■ **Exercise data**:
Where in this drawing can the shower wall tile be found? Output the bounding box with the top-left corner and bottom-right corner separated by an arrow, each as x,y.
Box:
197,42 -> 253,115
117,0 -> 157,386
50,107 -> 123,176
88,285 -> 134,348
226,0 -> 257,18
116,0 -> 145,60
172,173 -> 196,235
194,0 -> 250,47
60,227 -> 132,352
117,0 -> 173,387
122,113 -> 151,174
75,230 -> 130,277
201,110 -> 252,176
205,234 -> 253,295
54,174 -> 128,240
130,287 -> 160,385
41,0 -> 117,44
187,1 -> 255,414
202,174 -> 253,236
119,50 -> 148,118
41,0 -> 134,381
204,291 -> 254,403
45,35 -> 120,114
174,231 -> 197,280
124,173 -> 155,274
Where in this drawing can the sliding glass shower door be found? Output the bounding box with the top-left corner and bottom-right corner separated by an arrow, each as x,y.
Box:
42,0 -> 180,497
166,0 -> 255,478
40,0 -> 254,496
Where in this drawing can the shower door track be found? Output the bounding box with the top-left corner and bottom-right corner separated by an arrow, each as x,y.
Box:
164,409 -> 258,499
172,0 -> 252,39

* * *

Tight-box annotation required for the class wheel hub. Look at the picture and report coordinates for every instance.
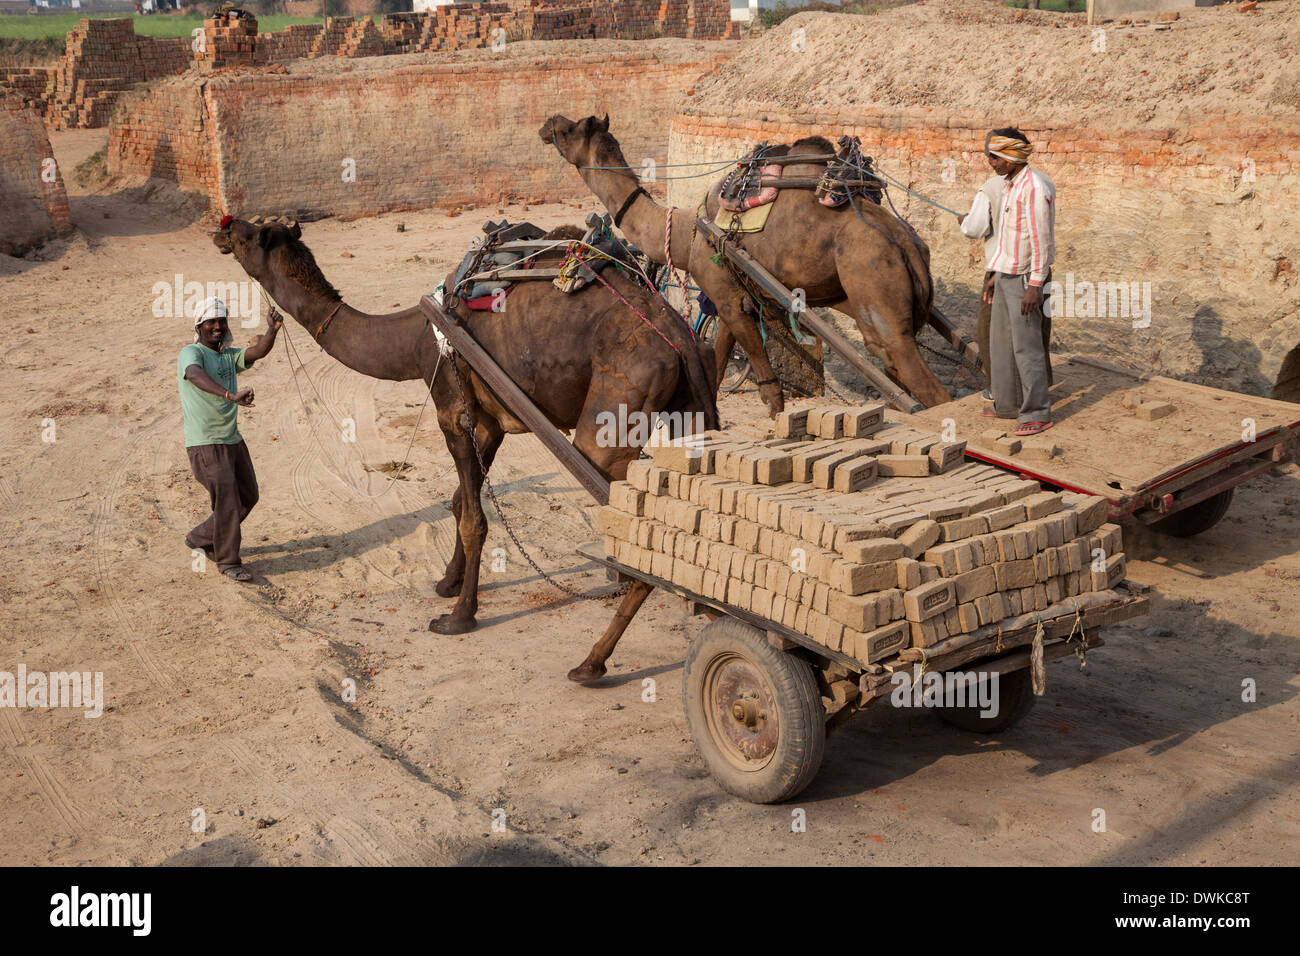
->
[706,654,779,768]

...

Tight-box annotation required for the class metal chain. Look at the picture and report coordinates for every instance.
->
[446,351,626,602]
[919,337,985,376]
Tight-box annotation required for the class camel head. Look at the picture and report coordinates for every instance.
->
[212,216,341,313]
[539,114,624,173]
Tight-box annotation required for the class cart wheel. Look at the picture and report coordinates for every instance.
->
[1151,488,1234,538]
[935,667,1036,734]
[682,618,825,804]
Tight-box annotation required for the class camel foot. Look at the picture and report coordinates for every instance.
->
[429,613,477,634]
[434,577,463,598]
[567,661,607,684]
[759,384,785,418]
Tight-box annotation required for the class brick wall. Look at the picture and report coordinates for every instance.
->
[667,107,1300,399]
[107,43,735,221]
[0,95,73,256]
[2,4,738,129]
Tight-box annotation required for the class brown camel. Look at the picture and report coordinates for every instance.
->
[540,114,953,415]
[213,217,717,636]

■ **Task prompt**: Would you copy out exactly the lines above that start at the one containing "Where in this drawing can the shower wall" and end at the one containing "Where in this drawing can the sliding", inclusive?

■ **Response**:
Where in this drawing can the shower wall tile be found? Output the bounding box with the top-left corner and bottom-right corner separated by an arrow, each as x,y.
Box:
197,42 -> 253,115
117,0 -> 157,386
50,107 -> 123,176
88,285 -> 134,348
226,0 -> 257,18
116,0 -> 145,60
172,173 -> 196,235
194,0 -> 250,47
60,227 -> 132,352
117,0 -> 173,387
122,113 -> 151,174
75,230 -> 130,277
201,110 -> 252,176
205,234 -> 253,295
54,174 -> 128,240
130,287 -> 160,385
41,0 -> 117,44
187,1 -> 255,414
202,174 -> 253,236
119,50 -> 148,118
41,0 -> 134,381
204,291 -> 254,403
45,35 -> 120,114
174,231 -> 197,280
124,173 -> 155,274
Where in this drawing can the sliding glass shower door be found? Output the bounding box with the top-left corner and bottom-right corner separated by an arrow, each as x,y.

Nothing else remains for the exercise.